#### Seite

Darüber hinaus wurde der Beschwerdeführer persönlich einvernommen.

Aufgrund der durchgeführten öffentlichen mündlichen Verhandlung steht für das Landesverwaltungsgericht Niederösterreich folgender Sachverhalt fest:

Der Beschwerdeführer ist seit ca. 2006 Versicherungsagent. Der Beschwerdeführer arbeitete seit Ausübung seiner Tätigkeit mit den Versicherungen C, D, E, F, und andere, zusammen und arbeitet nach wie vor als Einzelunternehmer mit den Versicherungen C, D, E, G, F und H.

Seit März 2017 hat der Beschwerdeführer eine eigene Courtagezusage mit der I Unternehmensgruppe.

Der Beschwerdeführer ist hauptsächlich mit der Betreuung von bestehenden und auch neuen Kunden beschäftigt. Inhaltich werden vom Beschwerdeführer sämtliche Versicherungen abgedeckt, insbesondere Unfall-, Haus- und Haushaltversicherungen, Rechtsschutzversicherung und KFZ-Versicherungen.

Mit Urteil des Landesgerichtes ***, vom 07.05.2014, rechtskräftig 23.05.2014, wurde der Beschwerdeführer zu einer bedingten Freiheitsstrafe unter Gewährung einer Probezeit von drei Jahren wegen des Verbrechens des teils vollendeten, teils versuchten, gewerbsmäßigen schweren Betruges verurteilt.

########

[Arbeitsaufträge]
[A] Beantworten Sie diese Fragen mithilfe der Seite:
(i) Seit ungefähr welchem Jahr ist der Beschwerdeführer Versicherungsagent?
(ii) Mit welcher Unternehmensgruppe hat der Beschwerdeführer seit März 2017 eine eigene Courtagezusage?
(iii) Wie lang war die Probezeit, die dem Beschwerdeführer mit dem Urteil gewährt wurde?
[B] Geben Sie den Absatz der Seite, der mit „Der Beschwerdeführer ist hauptsächlich“ beginnt, als kurze Liste wieder und behalten Sie dabei seine wesentlichen Angaben bei.

#### Bereitgestelltes Material

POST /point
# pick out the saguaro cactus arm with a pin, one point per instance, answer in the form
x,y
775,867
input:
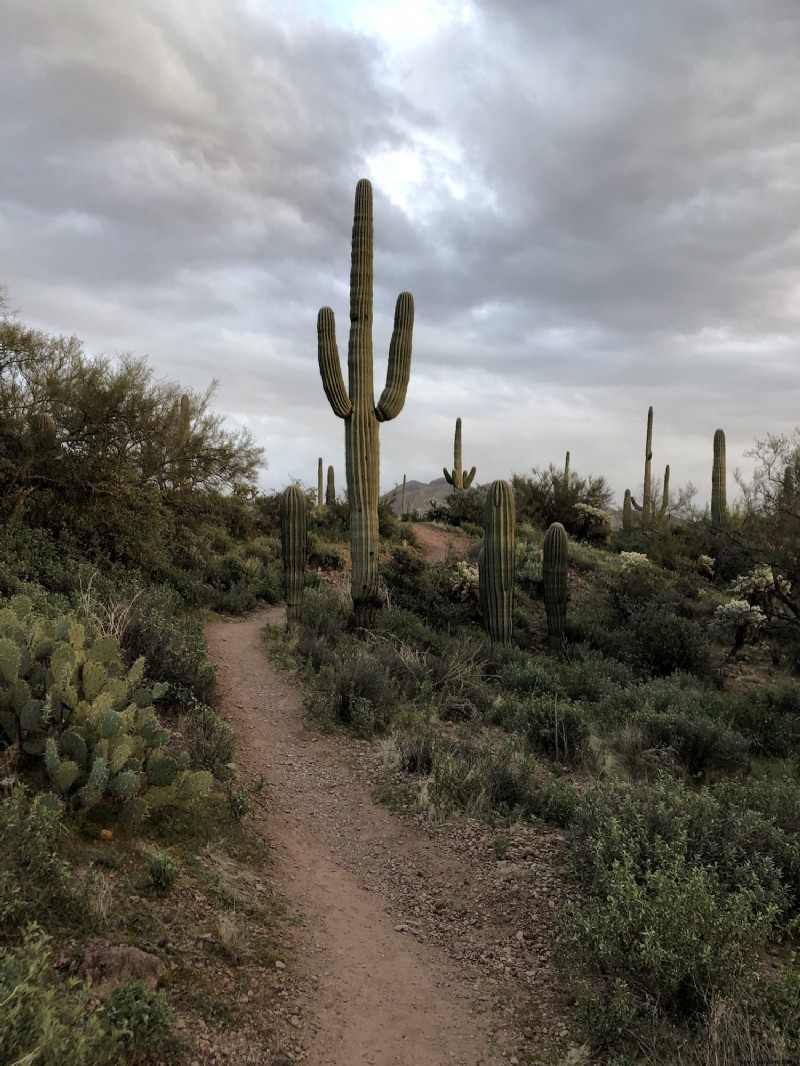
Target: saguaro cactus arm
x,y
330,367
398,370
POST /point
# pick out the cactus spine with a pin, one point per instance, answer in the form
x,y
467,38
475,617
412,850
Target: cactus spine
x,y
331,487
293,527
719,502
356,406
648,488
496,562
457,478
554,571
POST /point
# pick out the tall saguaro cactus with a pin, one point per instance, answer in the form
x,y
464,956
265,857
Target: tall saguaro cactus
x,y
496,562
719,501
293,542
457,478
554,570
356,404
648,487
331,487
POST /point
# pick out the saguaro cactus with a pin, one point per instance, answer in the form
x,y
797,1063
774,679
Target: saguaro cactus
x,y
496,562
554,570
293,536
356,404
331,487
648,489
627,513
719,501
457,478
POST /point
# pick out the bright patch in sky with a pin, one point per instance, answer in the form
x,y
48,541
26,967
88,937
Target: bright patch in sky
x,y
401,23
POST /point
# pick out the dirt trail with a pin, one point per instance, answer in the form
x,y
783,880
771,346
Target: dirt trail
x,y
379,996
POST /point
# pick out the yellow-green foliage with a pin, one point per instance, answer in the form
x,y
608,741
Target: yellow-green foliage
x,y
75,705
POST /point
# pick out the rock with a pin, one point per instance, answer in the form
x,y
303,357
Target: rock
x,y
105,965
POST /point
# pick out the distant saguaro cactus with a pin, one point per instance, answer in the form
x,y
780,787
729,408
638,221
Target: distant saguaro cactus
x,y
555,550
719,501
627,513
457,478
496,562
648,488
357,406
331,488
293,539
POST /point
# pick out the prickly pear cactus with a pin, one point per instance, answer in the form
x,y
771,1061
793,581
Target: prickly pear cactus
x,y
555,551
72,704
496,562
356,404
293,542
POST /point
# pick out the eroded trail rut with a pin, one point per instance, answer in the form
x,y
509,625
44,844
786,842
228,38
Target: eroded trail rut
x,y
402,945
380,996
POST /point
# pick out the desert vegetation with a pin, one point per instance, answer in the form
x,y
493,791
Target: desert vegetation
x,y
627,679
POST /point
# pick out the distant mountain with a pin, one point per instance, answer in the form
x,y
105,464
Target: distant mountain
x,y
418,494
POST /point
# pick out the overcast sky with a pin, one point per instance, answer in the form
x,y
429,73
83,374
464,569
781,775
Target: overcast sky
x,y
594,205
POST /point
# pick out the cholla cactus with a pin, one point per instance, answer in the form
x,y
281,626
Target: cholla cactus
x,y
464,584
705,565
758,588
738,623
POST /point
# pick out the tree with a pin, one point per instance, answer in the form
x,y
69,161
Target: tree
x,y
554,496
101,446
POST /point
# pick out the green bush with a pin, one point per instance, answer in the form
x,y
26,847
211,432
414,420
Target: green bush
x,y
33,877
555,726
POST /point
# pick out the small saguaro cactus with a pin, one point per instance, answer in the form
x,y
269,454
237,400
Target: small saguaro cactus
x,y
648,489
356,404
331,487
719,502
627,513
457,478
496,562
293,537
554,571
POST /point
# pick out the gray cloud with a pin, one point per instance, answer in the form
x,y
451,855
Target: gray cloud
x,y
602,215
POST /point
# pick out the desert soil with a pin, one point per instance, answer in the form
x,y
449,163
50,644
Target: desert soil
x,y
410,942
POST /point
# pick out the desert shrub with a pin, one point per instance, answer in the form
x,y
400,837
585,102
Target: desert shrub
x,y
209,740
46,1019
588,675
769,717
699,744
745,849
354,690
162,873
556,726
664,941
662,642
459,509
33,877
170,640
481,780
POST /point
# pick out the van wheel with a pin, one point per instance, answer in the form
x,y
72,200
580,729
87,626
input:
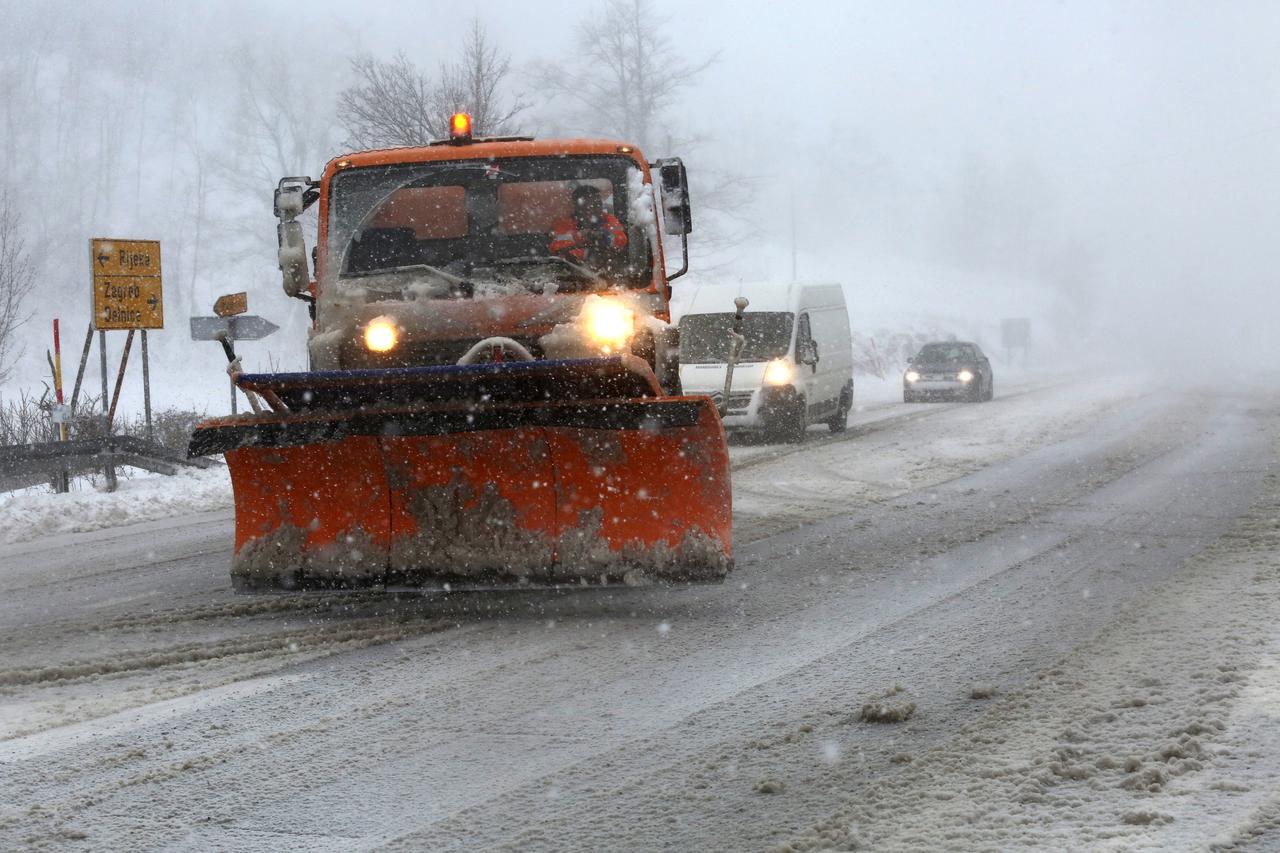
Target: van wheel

########

[Ausgearbeitete Lösungen]
[A]
(i) Seit ca. 2006.
(ii) Mit der I Unternehmensgruppe.
(iii) Drei Jahre.

[B]
- Haupttätigkeit: Betreuung bestehender und neuer Kunden
- Inhaltlicher Umfang: sämtliche Versicherungen, insbesondere:
  - Unfallversicherungen
  - Hausversicherungen
  - Haushaltversicherungen
  - Rechtsschutzversicherung
  - KFZ-Versicherungen